* **The records**
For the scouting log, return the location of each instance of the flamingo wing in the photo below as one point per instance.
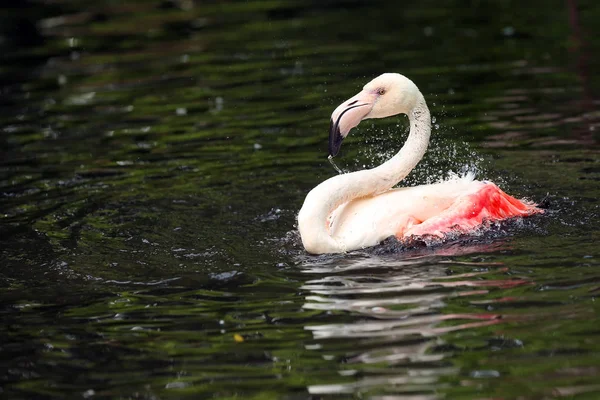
(468, 212)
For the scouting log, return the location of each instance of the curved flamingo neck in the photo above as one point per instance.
(337, 190)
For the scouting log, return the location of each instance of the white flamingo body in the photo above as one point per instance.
(359, 209)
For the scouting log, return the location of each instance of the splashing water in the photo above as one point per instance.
(445, 159)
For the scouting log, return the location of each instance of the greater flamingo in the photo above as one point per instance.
(360, 209)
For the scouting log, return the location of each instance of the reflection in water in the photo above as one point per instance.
(396, 315)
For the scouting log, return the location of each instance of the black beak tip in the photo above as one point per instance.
(335, 139)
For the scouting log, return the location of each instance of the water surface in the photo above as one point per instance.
(155, 155)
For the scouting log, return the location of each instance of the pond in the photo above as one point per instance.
(155, 155)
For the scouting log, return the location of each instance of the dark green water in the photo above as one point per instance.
(154, 156)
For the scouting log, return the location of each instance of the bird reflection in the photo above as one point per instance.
(386, 316)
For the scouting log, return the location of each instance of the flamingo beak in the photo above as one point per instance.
(347, 116)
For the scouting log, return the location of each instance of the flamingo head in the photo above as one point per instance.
(388, 94)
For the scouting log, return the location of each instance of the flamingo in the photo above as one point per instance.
(360, 209)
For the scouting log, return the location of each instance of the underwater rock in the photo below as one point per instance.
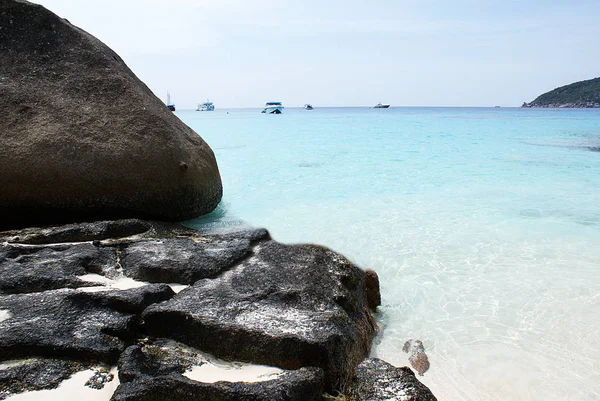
(377, 380)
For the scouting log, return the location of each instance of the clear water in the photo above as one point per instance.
(483, 224)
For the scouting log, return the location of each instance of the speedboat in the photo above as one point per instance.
(273, 108)
(206, 106)
(170, 106)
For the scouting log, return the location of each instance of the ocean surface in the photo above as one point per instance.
(482, 223)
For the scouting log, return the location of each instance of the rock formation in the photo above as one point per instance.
(83, 138)
(302, 309)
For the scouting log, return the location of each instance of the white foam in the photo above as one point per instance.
(5, 315)
(73, 389)
(215, 370)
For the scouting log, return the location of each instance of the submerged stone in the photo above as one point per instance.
(377, 380)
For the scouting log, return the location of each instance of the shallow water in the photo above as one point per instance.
(483, 225)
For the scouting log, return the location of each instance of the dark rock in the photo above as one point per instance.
(83, 138)
(377, 380)
(153, 371)
(72, 323)
(285, 306)
(417, 356)
(81, 232)
(36, 374)
(186, 260)
(372, 289)
(37, 268)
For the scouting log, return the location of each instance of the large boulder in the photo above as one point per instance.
(83, 138)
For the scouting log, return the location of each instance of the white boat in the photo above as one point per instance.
(273, 108)
(206, 106)
(170, 106)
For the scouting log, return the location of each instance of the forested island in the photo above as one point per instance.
(583, 94)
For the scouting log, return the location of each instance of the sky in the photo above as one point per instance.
(242, 53)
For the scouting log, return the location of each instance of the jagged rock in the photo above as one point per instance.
(73, 323)
(285, 306)
(81, 232)
(372, 289)
(186, 260)
(377, 380)
(154, 372)
(36, 374)
(38, 268)
(83, 138)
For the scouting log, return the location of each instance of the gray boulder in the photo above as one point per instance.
(285, 306)
(83, 138)
(377, 380)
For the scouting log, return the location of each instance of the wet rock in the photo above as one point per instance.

* **Written request**
Please copy out the lines between the one holding "the white boat" and the end of the rows, inclusive, keeping the text lines unchanged. Multiply each point coordinate by 1.9 and round to whole numbers, with halves rounded up.

* **Solution below**
For the scouting log, return the location of each instance of the white boat in the photo above as one point per instance.
(519, 205)
(391, 201)
(323, 201)
For the scouting log, return the location of each instance of the forested island in the photo above as one point per instance.
(1108, 179)
For the scouting log, return the location of each instance of the sky in the photo above as one point per instance.
(460, 101)
For the scouting log, return the location of each instance of the jagged rock in the photo above as one point per instance.
(139, 614)
(542, 581)
(154, 441)
(707, 549)
(353, 494)
(716, 722)
(293, 707)
(68, 711)
(72, 509)
(158, 262)
For the scouting log, return the location of each instance of the gray boulder in the photo above as one point per instance.
(542, 581)
(158, 262)
(716, 722)
For the scouting log, return the location of each instance of the wet rock in the photo above as one point per instance.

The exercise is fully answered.